## YOUR OBJECTIVE
Reproduce word for word the lines of the entries below, from the line containing "Kindly provide the mask of every instance of the <item>main" up to and including the last line of the entries.

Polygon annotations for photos
[start]
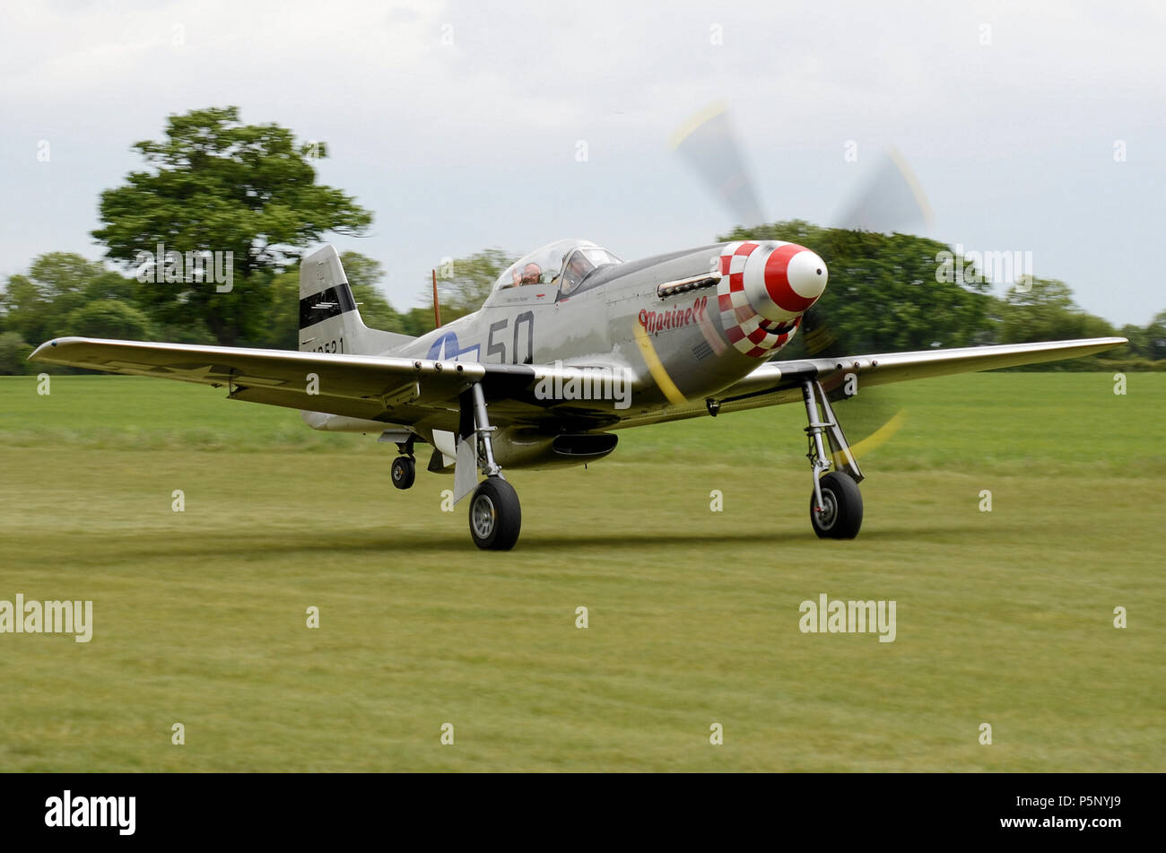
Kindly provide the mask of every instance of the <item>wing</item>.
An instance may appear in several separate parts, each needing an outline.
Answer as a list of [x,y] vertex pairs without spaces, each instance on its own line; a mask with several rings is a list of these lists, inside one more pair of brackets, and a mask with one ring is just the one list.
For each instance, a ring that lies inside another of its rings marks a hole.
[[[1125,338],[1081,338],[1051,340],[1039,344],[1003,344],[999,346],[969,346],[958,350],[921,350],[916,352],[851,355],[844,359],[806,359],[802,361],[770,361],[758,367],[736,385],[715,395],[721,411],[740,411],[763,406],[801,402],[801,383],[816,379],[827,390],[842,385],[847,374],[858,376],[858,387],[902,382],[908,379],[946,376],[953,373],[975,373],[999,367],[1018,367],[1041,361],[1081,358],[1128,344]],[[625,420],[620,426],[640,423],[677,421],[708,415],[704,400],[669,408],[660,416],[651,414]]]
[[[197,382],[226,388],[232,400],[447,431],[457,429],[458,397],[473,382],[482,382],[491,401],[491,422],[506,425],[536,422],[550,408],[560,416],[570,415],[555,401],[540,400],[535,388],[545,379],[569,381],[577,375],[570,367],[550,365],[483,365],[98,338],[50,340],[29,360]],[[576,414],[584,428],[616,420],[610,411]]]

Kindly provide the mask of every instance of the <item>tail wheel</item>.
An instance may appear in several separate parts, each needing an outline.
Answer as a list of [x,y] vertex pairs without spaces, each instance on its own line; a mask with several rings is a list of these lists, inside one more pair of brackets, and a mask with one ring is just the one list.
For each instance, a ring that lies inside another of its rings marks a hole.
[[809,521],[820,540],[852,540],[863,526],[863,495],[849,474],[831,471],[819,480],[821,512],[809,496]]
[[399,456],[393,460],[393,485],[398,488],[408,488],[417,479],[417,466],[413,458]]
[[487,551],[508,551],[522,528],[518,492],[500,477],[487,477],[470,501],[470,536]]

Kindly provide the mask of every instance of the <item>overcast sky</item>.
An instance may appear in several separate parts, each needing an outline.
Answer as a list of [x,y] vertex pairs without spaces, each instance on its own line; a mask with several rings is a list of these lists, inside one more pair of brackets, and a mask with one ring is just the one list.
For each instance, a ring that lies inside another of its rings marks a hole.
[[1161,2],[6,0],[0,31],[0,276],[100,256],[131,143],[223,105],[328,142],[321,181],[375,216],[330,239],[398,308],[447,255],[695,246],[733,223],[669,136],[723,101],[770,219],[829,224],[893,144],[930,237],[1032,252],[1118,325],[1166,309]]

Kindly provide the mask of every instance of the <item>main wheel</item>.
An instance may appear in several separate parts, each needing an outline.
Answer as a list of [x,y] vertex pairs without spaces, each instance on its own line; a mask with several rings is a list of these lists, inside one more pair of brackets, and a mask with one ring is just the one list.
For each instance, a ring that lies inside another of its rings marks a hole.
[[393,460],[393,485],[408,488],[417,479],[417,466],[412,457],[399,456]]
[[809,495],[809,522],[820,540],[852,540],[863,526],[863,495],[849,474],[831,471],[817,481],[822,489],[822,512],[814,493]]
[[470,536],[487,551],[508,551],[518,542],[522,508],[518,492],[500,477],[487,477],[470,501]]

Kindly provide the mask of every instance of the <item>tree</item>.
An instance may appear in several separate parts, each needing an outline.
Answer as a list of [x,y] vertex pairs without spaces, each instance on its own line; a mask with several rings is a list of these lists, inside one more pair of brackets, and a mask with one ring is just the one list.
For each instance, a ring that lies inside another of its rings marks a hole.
[end]
## REPLY TO THE TASK
Kindly provide the mask of every instance of the <item>main wheel</item>.
An instance may appear in several separate parts, each needing an outline.
Answer as a list of [x,y] vertex pairs without spaces, each instance on its own line; a mask with several rings is a list of these lists, inside one more pair of brackets, and a mask with one ring is just the one list.
For each instance, a ring that lies inside another of its rings marks a hole.
[[393,460],[393,485],[408,488],[417,479],[417,466],[412,457],[399,456]]
[[809,495],[809,522],[820,540],[852,540],[863,526],[863,495],[849,474],[831,471],[817,481],[822,489],[822,512],[814,493]]
[[470,536],[487,551],[508,551],[518,542],[522,508],[518,492],[500,477],[487,477],[470,501]]

Kindly provide the mask of every instance of the <item>tree</item>.
An instance may appear in several separate parts, each needing an outline.
Answer as a list of [x,y] vertex pairs without spaces, each instance on its own line; a mask with several rings is a list of these lists, inside one more pair of brackets, and a mask with one ring is just the one list.
For each instance, a ring that lies inside another of its rings marks a hole.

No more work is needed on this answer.